◆ 演習課題:
「Target: white cap」を含む行から始め、「169), (311, 168)]」を含む行まで（両端を含む）の資料を、一行を一つの文字列とする JSON のリストとして並べなさい。空行は除き、画像も解答に含めないこと。

==== 抜粋資料 ====

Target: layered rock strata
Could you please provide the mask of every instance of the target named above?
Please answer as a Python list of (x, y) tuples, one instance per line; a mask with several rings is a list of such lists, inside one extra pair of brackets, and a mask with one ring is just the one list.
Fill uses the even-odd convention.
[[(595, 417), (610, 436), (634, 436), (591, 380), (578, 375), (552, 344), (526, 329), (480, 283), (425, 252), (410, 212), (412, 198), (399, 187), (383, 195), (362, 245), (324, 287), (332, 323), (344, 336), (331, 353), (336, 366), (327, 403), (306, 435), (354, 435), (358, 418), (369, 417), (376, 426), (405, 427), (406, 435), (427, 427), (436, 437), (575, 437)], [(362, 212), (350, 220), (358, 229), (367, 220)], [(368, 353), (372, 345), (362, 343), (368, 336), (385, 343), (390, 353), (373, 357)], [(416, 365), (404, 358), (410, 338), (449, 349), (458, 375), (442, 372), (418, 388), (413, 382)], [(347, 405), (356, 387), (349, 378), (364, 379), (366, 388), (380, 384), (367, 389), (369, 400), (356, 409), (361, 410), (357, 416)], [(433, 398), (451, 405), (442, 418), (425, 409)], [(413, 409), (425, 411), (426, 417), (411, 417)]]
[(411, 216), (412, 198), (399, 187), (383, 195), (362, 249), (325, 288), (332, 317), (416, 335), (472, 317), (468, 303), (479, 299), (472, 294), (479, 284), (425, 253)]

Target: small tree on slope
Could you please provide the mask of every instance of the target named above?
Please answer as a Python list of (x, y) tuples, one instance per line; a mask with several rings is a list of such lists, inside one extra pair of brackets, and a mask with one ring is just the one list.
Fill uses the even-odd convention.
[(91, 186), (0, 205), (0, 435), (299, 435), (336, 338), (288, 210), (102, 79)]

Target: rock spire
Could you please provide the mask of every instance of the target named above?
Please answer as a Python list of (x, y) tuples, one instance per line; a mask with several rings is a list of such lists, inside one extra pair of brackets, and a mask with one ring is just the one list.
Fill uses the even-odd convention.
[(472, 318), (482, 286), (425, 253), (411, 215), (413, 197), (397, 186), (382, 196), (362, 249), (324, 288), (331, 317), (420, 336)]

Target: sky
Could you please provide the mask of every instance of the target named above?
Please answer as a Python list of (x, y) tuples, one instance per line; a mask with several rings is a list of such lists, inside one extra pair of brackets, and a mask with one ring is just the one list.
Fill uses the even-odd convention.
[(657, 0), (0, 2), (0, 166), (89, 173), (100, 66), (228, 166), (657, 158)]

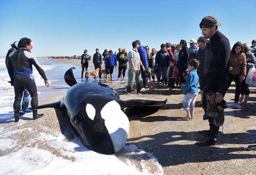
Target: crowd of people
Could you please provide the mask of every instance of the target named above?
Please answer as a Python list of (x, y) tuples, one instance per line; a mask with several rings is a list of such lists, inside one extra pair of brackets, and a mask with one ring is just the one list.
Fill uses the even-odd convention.
[[(182, 101), (183, 109), (186, 114), (182, 118), (184, 120), (193, 118), (199, 84), (201, 98), (199, 104), (202, 105), (204, 110), (204, 119), (208, 119), (209, 123), (210, 129), (206, 134), (210, 137), (206, 142), (197, 143), (196, 145), (200, 147), (215, 145), (218, 142), (220, 127), (224, 122), (224, 110), (227, 107), (223, 99), (224, 96), (234, 80), (236, 92), (232, 107), (242, 108), (242, 105), (247, 102), (250, 92), (249, 85), (245, 80), (250, 68), (255, 67), (256, 61), (256, 39), (252, 41), (251, 46), (248, 43), (237, 42), (230, 51), (228, 39), (218, 30), (218, 26), (222, 25), (214, 16), (204, 17), (199, 25), (203, 36), (199, 37), (197, 41), (194, 39), (190, 39), (188, 42), (189, 48), (187, 46), (187, 41), (181, 39), (177, 45), (162, 43), (160, 50), (158, 51), (152, 48), (150, 52), (148, 46), (142, 45), (140, 41), (137, 40), (132, 43), (132, 48), (128, 53), (125, 48), (120, 48), (118, 52), (115, 53), (106, 48), (101, 54), (99, 49), (96, 49), (92, 62), (95, 69), (100, 69), (100, 78), (101, 78), (102, 65), (104, 62), (107, 82), (109, 78), (112, 81), (114, 67), (118, 66), (116, 82), (119, 83), (120, 78), (124, 82), (128, 68), (128, 94), (131, 94), (132, 90), (140, 94), (142, 87), (145, 88), (146, 85), (149, 92), (154, 91), (151, 83), (155, 82), (156, 78), (158, 88), (160, 87), (160, 83), (162, 88), (167, 85), (172, 92), (175, 84), (177, 87), (180, 85), (180, 93), (185, 95)], [(16, 122), (18, 121), (20, 104), (25, 89), (32, 98), (33, 117), (36, 119), (41, 116), (37, 114), (36, 87), (31, 76), (32, 64), (43, 78), (46, 85), (49, 86), (43, 70), (36, 57), (30, 53), (32, 47), (30, 39), (22, 38), (18, 42), (16, 50), (10, 53), (8, 52), (6, 56), (6, 63), (10, 83), (14, 87), (14, 109)], [(88, 53), (87, 50), (85, 49), (81, 56), (82, 80), (84, 70), (88, 69), (89, 61), (91, 59)], [(16, 63), (18, 56), (21, 58), (20, 60), (23, 60), (24, 64)], [(31, 64), (26, 65), (30, 63)], [(23, 73), (21, 73), (22, 72)], [(31, 81), (30, 79), (33, 81)], [(136, 84), (134, 86), (134, 81)], [(256, 150), (256, 146), (250, 148)]]
[(132, 49), (128, 54), (126, 49), (120, 48), (118, 53), (114, 54), (105, 49), (102, 55), (97, 49), (93, 63), (96, 65), (95, 69), (101, 69), (102, 60), (106, 62), (108, 57), (113, 58), (111, 65), (105, 64), (105, 69), (108, 70), (106, 71), (107, 77), (110, 73), (112, 80), (113, 68), (117, 66), (118, 62), (118, 83), (121, 76), (124, 82), (127, 63), (129, 63), (128, 94), (132, 90), (140, 94), (146, 85), (149, 92), (153, 91), (151, 83), (154, 82), (156, 78), (158, 88), (160, 83), (163, 88), (167, 85), (170, 92), (175, 84), (177, 88), (180, 85), (180, 93), (185, 95), (182, 105), (186, 115), (183, 120), (189, 120), (193, 118), (199, 85), (201, 100), (198, 104), (202, 105), (205, 110), (204, 119), (208, 120), (210, 128), (206, 134), (210, 138), (197, 145), (215, 145), (218, 142), (220, 126), (224, 122), (224, 109), (227, 107), (224, 96), (234, 80), (236, 92), (232, 107), (242, 108), (243, 105), (247, 102), (249, 94), (249, 85), (245, 80), (250, 68), (256, 65), (256, 40), (252, 41), (251, 46), (248, 43), (237, 42), (230, 51), (228, 39), (218, 30), (218, 26), (222, 25), (214, 16), (203, 18), (200, 24), (203, 36), (197, 41), (190, 39), (188, 42), (189, 48), (187, 41), (181, 39), (178, 44), (163, 43), (160, 50), (152, 48), (150, 52), (148, 46), (142, 45), (137, 40), (132, 42)]

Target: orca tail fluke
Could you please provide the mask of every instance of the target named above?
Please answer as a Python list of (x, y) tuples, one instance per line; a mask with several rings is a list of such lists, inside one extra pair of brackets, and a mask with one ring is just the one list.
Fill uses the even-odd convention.
[(76, 80), (76, 79), (75, 79), (74, 76), (74, 73), (73, 73), (73, 69), (75, 69), (74, 67), (70, 68), (66, 71), (64, 75), (65, 81), (66, 83), (70, 87), (72, 87), (78, 83)]
[[(48, 104), (38, 106), (37, 108), (43, 109), (44, 108), (62, 108), (62, 102), (61, 101), (58, 101), (56, 102), (54, 102), (54, 103), (48, 103)], [(29, 109), (32, 109), (32, 108), (30, 108)]]
[(143, 117), (156, 112), (167, 102), (167, 99), (164, 101), (129, 100), (121, 101), (119, 103), (122, 110), (126, 108), (125, 113), (127, 116), (139, 115)]

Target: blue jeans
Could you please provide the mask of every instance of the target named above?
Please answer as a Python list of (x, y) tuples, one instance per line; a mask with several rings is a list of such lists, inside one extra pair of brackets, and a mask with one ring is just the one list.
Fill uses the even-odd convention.
[(157, 81), (159, 82), (161, 79), (161, 75), (162, 75), (162, 82), (165, 82), (165, 74), (167, 70), (167, 66), (158, 66), (158, 77), (157, 77)]
[(28, 92), (28, 90), (24, 88), (23, 90), (23, 98), (22, 104), (22, 109), (25, 109), (28, 108), (28, 103), (29, 103), (30, 97), (29, 92)]

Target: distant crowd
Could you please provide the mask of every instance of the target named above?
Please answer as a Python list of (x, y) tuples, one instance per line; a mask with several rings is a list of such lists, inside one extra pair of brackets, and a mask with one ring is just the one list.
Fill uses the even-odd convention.
[(72, 56), (65, 56), (65, 57), (61, 56), (52, 56), (51, 57), (48, 57), (48, 59), (81, 59), (81, 56), (74, 55)]

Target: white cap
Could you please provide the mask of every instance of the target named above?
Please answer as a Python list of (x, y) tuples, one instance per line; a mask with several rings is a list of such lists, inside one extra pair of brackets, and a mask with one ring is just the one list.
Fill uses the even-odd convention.
[(19, 43), (19, 42), (18, 41), (16, 41), (14, 43), (14, 45), (17, 48), (18, 48), (18, 43)]
[(196, 43), (196, 39), (191, 39), (189, 42), (189, 43)]

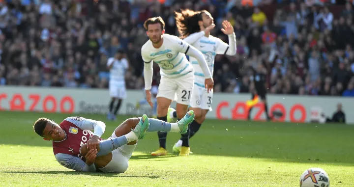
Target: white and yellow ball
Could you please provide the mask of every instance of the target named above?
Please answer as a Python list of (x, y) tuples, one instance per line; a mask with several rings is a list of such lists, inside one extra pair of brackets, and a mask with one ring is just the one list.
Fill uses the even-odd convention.
[(300, 177), (300, 187), (329, 187), (329, 177), (323, 169), (311, 168)]

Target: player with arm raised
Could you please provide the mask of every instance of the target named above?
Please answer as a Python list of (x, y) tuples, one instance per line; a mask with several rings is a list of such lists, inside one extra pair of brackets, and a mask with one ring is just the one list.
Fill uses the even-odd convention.
[[(125, 76), (129, 63), (126, 58), (124, 57), (123, 53), (122, 50), (119, 50), (114, 57), (109, 58), (107, 60), (107, 68), (110, 70), (109, 92), (111, 98), (110, 110), (107, 115), (109, 120), (116, 120), (116, 116), (122, 101), (126, 98)], [(118, 101), (118, 103), (114, 111), (113, 107), (116, 101)]]
[(43, 139), (53, 141), (56, 159), (62, 166), (77, 171), (123, 173), (137, 140), (143, 139), (146, 132), (186, 133), (194, 117), (190, 110), (177, 123), (170, 123), (144, 114), (125, 120), (107, 140), (101, 138), (104, 123), (81, 117), (67, 117), (60, 125), (40, 118), (33, 127)]
[[(227, 21), (222, 23), (223, 28), (221, 31), (228, 36), (229, 44), (220, 39), (211, 36), (210, 29), (206, 28), (213, 27), (214, 22), (210, 14), (206, 10), (196, 12), (189, 9), (182, 10), (180, 12), (175, 12), (176, 25), (183, 40), (200, 51), (204, 54), (211, 75), (214, 71), (214, 61), (216, 54), (234, 55), (236, 54), (236, 39), (234, 28)], [(204, 86), (205, 74), (199, 64), (192, 56), (189, 61), (194, 69), (194, 87), (191, 98), (190, 108), (194, 111), (195, 120), (191, 123), (189, 138), (192, 137), (204, 121), (206, 115), (211, 110), (213, 91), (208, 90)], [(169, 118), (176, 117), (176, 113), (169, 110)], [(181, 148), (189, 147), (189, 141), (184, 137), (188, 133), (182, 134), (182, 137), (175, 144), (173, 151), (179, 152)]]
[[(193, 56), (205, 75), (203, 84), (211, 89), (213, 81), (206, 62), (199, 51), (176, 36), (165, 34), (165, 23), (160, 17), (149, 18), (144, 23), (149, 40), (143, 46), (141, 54), (144, 61), (144, 74), (147, 100), (151, 107), (150, 89), (152, 80), (152, 61), (160, 68), (161, 80), (157, 93), (157, 119), (167, 121), (167, 111), (177, 95), (177, 116), (183, 117), (188, 109), (193, 87), (194, 75), (185, 54)], [(166, 155), (166, 132), (158, 133), (160, 148), (153, 156)], [(188, 139), (188, 135), (186, 137)], [(189, 149), (189, 147), (186, 147)], [(181, 149), (179, 155), (186, 155), (189, 150)]]

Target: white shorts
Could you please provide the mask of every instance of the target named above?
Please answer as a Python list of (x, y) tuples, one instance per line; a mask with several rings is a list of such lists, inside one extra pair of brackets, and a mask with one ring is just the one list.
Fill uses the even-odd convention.
[[(116, 133), (113, 132), (108, 139), (116, 137)], [(136, 145), (136, 143), (131, 145), (125, 144), (115, 149), (112, 152), (112, 159), (111, 161), (99, 170), (104, 173), (124, 173), (128, 169), (128, 161), (131, 157)]]
[(194, 82), (193, 72), (174, 79), (161, 76), (156, 97), (164, 97), (180, 104), (189, 105)]
[(126, 98), (126, 90), (125, 86), (117, 86), (113, 84), (109, 85), (110, 96), (118, 99)]
[(192, 99), (189, 106), (193, 108), (199, 108), (212, 111), (212, 90), (207, 93), (206, 89), (195, 85), (193, 87)]

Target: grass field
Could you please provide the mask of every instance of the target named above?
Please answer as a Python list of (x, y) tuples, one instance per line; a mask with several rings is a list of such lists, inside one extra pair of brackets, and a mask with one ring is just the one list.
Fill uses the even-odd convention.
[[(157, 134), (140, 140), (123, 174), (72, 171), (56, 161), (51, 143), (32, 129), (46, 117), (67, 115), (1, 111), (0, 186), (298, 187), (310, 167), (324, 169), (331, 187), (354, 186), (354, 126), (207, 120), (190, 143), (189, 157), (151, 157)], [(109, 137), (120, 122), (106, 123)], [(179, 136), (168, 135), (168, 151)]]

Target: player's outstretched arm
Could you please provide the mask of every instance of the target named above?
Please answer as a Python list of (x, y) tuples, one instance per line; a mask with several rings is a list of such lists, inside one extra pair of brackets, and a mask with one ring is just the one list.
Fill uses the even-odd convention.
[(76, 171), (87, 172), (96, 172), (96, 166), (92, 164), (88, 165), (79, 157), (58, 153), (55, 155), (57, 160), (63, 166), (74, 170)]
[(216, 53), (219, 54), (227, 54), (233, 56), (236, 54), (236, 35), (234, 32), (234, 27), (230, 22), (224, 21), (222, 23), (223, 28), (221, 31), (229, 37), (229, 45), (219, 40), (219, 45), (216, 48)]

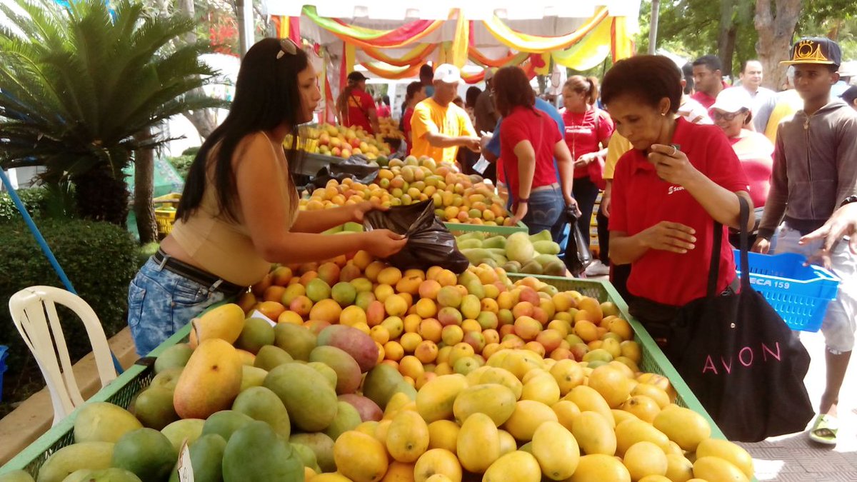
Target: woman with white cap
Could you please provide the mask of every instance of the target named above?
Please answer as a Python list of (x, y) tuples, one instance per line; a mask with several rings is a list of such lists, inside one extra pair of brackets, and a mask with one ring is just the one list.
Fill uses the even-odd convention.
[[(723, 89), (709, 110), (709, 115), (732, 144), (735, 155), (741, 161), (750, 183), (750, 199), (756, 207), (756, 220), (761, 220), (764, 202), (770, 189), (770, 172), (774, 166), (774, 145), (764, 135), (754, 131), (752, 126), (752, 98), (746, 89)], [(751, 243), (755, 233), (751, 235)], [(730, 232), (734, 245), (737, 234)], [(734, 239), (733, 239), (734, 238)]]

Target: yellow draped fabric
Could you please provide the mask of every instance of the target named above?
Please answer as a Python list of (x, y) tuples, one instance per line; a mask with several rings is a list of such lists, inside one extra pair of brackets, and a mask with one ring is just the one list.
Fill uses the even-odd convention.
[(496, 16), (483, 21), (482, 23), (495, 39), (509, 48), (518, 51), (545, 52), (565, 50), (573, 45), (599, 23), (608, 19), (607, 12), (606, 8), (600, 8), (580, 28), (559, 37), (542, 37), (516, 32)]
[(455, 22), (455, 37), (450, 51), (449, 63), (461, 69), (467, 63), (467, 50), (470, 39), (470, 22), (467, 21), (461, 10), (457, 9), (458, 18)]
[(584, 41), (565, 51), (553, 52), (554, 62), (575, 70), (588, 70), (610, 54), (612, 22), (598, 24)]

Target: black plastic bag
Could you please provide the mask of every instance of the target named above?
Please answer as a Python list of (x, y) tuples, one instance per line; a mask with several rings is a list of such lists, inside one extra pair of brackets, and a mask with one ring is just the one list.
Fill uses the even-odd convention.
[(390, 208), (388, 211), (369, 211), (363, 227), (367, 231), (389, 229), (407, 237), (405, 248), (387, 259), (399, 269), (426, 270), (440, 266), (458, 274), (470, 264), (456, 247), (455, 238), (434, 216), (431, 200)]
[(592, 262), (592, 253), (586, 245), (586, 240), (578, 226), (578, 211), (574, 206), (566, 207), (566, 220), (568, 221), (568, 243), (563, 262), (572, 276), (579, 276)]
[(354, 179), (361, 184), (370, 184), (378, 177), (379, 167), (378, 165), (370, 165), (369, 162), (366, 156), (354, 154), (342, 162), (330, 163), (319, 170), (308, 187), (311, 187), (310, 190), (323, 188), (331, 179), (342, 184), (346, 178)]

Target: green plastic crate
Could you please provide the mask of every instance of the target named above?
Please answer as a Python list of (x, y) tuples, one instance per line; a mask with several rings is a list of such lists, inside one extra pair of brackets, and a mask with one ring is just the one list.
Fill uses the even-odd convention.
[[(510, 279), (515, 280), (531, 275), (510, 273), (508, 276)], [(622, 318), (631, 323), (631, 327), (634, 330), (634, 340), (640, 346), (640, 352), (643, 356), (639, 365), (640, 370), (666, 377), (678, 393), (675, 404), (690, 408), (704, 417), (711, 425), (711, 437), (726, 440), (723, 432), (720, 431), (720, 429), (717, 428), (717, 424), (714, 423), (714, 420), (708, 414), (708, 412), (705, 411), (705, 408), (703, 407), (702, 404), (699, 403), (696, 395), (693, 395), (693, 392), (685, 383), (685, 381), (681, 379), (679, 372), (676, 371), (673, 364), (667, 359), (667, 356), (663, 354), (661, 347), (657, 346), (657, 343), (655, 342), (645, 328), (643, 328), (643, 325), (628, 313), (627, 304), (625, 303), (625, 300), (622, 299), (622, 297), (619, 295), (619, 292), (616, 292), (616, 289), (613, 287), (613, 285), (609, 281), (542, 275), (535, 276), (535, 278), (556, 286), (560, 292), (574, 290), (584, 296), (594, 298), (601, 303), (609, 301), (615, 304), (619, 308)]]
[[(157, 357), (166, 348), (184, 340), (189, 334), (190, 323), (188, 323), (183, 328), (153, 350), (149, 353), (149, 357)], [(87, 401), (87, 403), (90, 401), (109, 401), (123, 408), (128, 408), (131, 405), (134, 395), (148, 387), (154, 376), (154, 368), (152, 365), (135, 365)], [(75, 419), (77, 417), (79, 410), (80, 407), (75, 409), (27, 449), (21, 450), (6, 465), (0, 467), (0, 473), (13, 470), (24, 470), (35, 479), (39, 474), (39, 469), (41, 468), (42, 464), (49, 456), (63, 447), (75, 443)]]
[(453, 235), (458, 236), (464, 232), (485, 232), (492, 235), (508, 236), (514, 232), (528, 232), (530, 229), (527, 225), (518, 221), (515, 226), (485, 226), (481, 224), (464, 224), (464, 223), (443, 223)]

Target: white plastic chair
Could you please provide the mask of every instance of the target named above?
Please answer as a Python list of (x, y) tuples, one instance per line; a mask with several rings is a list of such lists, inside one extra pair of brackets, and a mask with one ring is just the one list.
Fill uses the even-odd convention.
[(66, 306), (83, 322), (93, 346), (101, 385), (106, 385), (117, 377), (101, 322), (81, 297), (54, 286), (30, 286), (12, 295), (9, 299), (9, 310), (45, 377), (53, 402), (54, 425), (84, 401), (71, 368), (55, 304)]

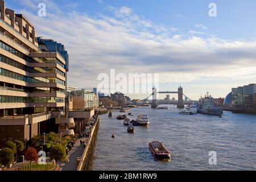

====

◆ 演習解答:
[
  "Target: white cap",
  "Could you please provide the mask of every instance of the target named above?",
  "Please answer as a Python list of (x, y) tuples, one instance per line; a mask with several rings is a list of such lists, inside one extra pair of brackets, and a mask with one ring is just the one list.",
  "Fill uses the even-odd convention.",
  "[(19, 43), (19, 42), (18, 41), (16, 41), (14, 43), (14, 45), (17, 48), (18, 48), (18, 43)]",
  "[(196, 43), (196, 39), (191, 39), (189, 42), (189, 43)]",
  "Target: white and yellow ball",
  "Could you please provide the mask of every instance of the target named above?",
  "Please answer as a Python list of (x, y) tuples, one instance per line; a mask with several rings is a list of such lists, inside one extra pair of brackets, and a mask with one ring is just the one list.",
  "Fill uses the even-odd convention.",
  "[(300, 177), (300, 187), (329, 187), (329, 177), (323, 169), (311, 168)]"
]